» DATA FOR THIS TASK:
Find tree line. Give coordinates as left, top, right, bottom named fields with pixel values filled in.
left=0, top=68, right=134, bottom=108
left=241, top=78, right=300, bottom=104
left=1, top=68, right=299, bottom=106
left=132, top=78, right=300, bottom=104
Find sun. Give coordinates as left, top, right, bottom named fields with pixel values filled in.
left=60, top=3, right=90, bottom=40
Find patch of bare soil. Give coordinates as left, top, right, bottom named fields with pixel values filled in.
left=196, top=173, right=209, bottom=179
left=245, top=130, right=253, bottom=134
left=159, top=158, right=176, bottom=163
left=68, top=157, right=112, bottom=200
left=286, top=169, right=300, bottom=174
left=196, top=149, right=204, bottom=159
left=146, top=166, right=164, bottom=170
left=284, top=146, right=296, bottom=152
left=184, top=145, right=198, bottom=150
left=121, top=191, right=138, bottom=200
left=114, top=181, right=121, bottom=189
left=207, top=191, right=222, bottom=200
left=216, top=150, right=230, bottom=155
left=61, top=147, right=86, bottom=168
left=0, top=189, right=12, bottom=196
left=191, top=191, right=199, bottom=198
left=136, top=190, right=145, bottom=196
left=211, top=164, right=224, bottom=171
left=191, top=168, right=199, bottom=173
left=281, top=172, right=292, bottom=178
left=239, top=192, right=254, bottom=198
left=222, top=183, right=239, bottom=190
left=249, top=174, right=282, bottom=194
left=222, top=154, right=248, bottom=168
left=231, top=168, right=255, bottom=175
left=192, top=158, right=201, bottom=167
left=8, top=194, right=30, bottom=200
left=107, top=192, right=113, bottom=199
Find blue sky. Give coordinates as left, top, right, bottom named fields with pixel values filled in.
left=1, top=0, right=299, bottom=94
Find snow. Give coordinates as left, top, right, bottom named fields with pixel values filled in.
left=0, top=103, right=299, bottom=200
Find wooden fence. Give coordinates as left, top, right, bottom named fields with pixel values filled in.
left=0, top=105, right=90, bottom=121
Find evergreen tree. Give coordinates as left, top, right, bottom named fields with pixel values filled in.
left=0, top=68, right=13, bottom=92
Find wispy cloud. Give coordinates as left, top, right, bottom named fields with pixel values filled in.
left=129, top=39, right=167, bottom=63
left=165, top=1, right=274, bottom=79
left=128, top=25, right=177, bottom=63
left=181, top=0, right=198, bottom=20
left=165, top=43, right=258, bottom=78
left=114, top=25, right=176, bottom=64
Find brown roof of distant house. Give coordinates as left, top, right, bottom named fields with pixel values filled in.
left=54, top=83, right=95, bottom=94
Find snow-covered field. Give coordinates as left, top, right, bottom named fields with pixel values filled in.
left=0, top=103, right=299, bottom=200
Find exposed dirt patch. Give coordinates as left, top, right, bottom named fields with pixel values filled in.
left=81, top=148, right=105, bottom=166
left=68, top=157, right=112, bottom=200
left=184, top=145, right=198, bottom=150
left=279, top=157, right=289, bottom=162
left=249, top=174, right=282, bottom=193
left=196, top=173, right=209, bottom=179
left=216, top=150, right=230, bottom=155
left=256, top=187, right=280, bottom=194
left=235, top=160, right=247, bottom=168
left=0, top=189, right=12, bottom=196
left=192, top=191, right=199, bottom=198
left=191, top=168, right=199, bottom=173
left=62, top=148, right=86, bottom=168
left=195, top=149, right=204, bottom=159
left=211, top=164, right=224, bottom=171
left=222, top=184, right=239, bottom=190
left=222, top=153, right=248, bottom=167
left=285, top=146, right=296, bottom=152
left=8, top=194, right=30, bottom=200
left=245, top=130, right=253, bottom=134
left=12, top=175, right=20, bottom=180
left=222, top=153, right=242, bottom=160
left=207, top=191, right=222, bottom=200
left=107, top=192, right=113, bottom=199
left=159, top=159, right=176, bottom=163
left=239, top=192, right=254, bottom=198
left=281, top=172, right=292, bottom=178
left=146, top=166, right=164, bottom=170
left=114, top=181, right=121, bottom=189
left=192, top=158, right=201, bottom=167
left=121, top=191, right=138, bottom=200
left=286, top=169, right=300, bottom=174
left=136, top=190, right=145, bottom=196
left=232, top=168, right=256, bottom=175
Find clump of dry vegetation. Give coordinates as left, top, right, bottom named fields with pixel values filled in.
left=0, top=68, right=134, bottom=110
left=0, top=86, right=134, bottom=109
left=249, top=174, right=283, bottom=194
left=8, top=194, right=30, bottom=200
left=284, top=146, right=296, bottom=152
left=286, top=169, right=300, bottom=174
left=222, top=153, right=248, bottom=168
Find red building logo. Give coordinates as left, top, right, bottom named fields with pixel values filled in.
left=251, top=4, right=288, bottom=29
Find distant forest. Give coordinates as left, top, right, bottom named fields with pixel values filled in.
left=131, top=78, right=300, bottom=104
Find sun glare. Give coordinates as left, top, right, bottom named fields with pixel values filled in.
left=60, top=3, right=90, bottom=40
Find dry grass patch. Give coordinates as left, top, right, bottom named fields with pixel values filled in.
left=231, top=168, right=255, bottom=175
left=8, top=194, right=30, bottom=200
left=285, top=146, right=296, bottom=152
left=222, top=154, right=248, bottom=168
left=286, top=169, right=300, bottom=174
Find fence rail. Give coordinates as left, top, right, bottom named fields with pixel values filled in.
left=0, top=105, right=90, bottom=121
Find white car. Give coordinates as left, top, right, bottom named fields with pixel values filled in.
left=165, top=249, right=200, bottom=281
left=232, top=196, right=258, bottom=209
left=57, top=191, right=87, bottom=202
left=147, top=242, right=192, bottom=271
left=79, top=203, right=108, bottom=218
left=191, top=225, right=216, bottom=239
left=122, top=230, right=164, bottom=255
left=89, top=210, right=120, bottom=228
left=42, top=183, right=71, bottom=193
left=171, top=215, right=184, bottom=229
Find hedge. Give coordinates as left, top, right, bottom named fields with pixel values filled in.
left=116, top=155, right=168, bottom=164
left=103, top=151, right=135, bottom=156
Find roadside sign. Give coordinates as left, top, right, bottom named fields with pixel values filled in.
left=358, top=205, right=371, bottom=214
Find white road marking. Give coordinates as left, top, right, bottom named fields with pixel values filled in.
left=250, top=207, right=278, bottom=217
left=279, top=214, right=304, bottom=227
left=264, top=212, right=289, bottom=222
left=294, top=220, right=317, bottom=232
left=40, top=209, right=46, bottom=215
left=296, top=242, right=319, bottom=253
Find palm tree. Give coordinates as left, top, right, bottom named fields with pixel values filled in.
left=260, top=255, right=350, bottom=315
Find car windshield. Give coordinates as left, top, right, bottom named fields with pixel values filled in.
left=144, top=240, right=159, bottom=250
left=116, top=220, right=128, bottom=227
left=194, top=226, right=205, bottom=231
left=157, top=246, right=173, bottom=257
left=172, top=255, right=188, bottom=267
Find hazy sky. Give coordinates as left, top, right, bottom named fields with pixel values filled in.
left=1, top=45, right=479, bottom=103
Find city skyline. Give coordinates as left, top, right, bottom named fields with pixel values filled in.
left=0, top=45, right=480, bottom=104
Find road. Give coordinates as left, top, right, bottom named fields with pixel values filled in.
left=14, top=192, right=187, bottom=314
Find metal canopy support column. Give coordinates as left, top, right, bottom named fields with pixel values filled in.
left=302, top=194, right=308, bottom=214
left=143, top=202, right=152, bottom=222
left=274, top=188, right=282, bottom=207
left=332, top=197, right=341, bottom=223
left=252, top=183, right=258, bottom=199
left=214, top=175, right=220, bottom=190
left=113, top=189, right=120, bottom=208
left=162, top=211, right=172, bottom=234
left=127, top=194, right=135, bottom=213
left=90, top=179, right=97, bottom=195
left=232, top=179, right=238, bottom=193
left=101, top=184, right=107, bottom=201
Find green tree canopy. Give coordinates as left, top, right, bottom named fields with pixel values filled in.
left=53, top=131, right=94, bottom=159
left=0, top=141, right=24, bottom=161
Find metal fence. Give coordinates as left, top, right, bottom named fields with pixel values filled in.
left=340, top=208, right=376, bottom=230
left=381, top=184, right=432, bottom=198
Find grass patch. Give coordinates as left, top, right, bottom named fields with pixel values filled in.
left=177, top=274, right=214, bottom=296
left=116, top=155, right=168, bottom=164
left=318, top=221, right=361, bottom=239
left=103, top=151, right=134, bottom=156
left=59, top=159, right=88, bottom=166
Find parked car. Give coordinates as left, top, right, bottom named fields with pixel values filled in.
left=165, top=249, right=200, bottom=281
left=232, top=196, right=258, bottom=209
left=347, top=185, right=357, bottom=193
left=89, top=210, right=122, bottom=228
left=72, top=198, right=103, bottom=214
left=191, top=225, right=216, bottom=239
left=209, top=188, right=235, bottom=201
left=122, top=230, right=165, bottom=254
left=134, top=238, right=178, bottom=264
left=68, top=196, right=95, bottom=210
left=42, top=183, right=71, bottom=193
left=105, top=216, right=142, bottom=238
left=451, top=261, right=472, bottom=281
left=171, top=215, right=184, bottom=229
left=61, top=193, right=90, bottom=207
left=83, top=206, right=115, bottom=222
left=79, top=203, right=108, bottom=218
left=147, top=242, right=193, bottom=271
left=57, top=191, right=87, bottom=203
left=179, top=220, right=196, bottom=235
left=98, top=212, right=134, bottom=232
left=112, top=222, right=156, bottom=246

» DIRECTIONS:
Up to the line containing "Find metal fence.", skip everything; from that line through the last line above, return each line exactly.

» ANSWER TO THIS TASK:
Find metal fence. Give coordinates as left, top, right, bottom named fields with pixel values filled in.
left=340, top=208, right=376, bottom=230
left=381, top=184, right=432, bottom=198
Find grass patch. Give coordinates as left, top, right, bottom named fields with pixel values filled in.
left=177, top=274, right=214, bottom=296
left=116, top=155, right=168, bottom=164
left=318, top=221, right=361, bottom=239
left=103, top=151, right=134, bottom=156
left=59, top=159, right=88, bottom=166
Find parked car. Give coordinates as left, top, right, bottom named fields with pixel values filled in.
left=165, top=249, right=200, bottom=281
left=232, top=196, right=258, bottom=209
left=347, top=185, right=357, bottom=193
left=89, top=210, right=122, bottom=228
left=72, top=198, right=103, bottom=214
left=191, top=225, right=216, bottom=239
left=209, top=188, right=235, bottom=201
left=122, top=230, right=165, bottom=254
left=134, top=238, right=178, bottom=264
left=68, top=196, right=95, bottom=210
left=42, top=183, right=71, bottom=193
left=105, top=216, right=142, bottom=238
left=451, top=261, right=472, bottom=281
left=171, top=215, right=184, bottom=229
left=61, top=193, right=90, bottom=207
left=83, top=206, right=115, bottom=222
left=79, top=203, right=108, bottom=218
left=147, top=242, right=193, bottom=271
left=57, top=191, right=87, bottom=203
left=179, top=220, right=196, bottom=235
left=98, top=212, right=134, bottom=232
left=112, top=222, right=156, bottom=246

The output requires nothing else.